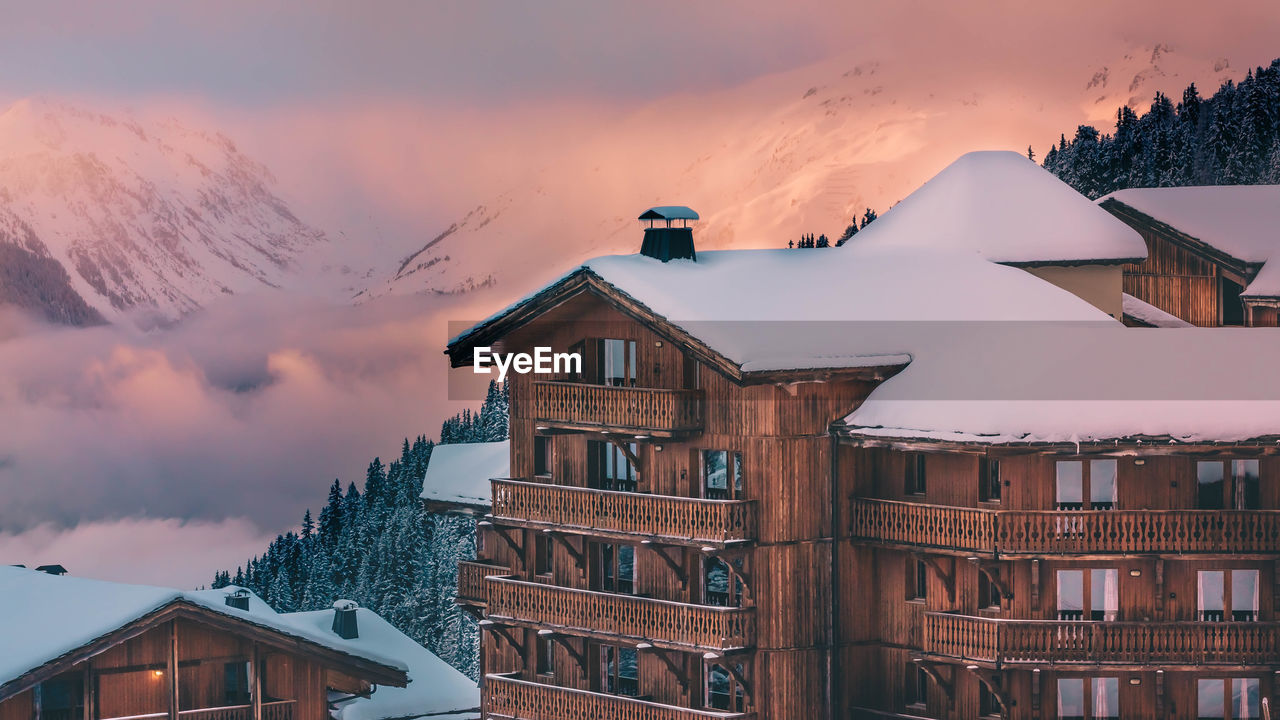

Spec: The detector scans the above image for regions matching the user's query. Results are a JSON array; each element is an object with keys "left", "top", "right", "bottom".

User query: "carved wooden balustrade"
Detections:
[
  {"left": 530, "top": 381, "right": 703, "bottom": 436},
  {"left": 484, "top": 577, "right": 755, "bottom": 651},
  {"left": 485, "top": 673, "right": 755, "bottom": 720},
  {"left": 851, "top": 499, "right": 1280, "bottom": 556},
  {"left": 923, "top": 612, "right": 1280, "bottom": 667},
  {"left": 103, "top": 701, "right": 294, "bottom": 720},
  {"left": 491, "top": 479, "right": 756, "bottom": 546},
  {"left": 457, "top": 560, "right": 510, "bottom": 605}
]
....................
ABOUT THIS EXERCISE: Please state how many lines in the entries above include the word "query", giving only the number.

YOUR SOLUTION: 2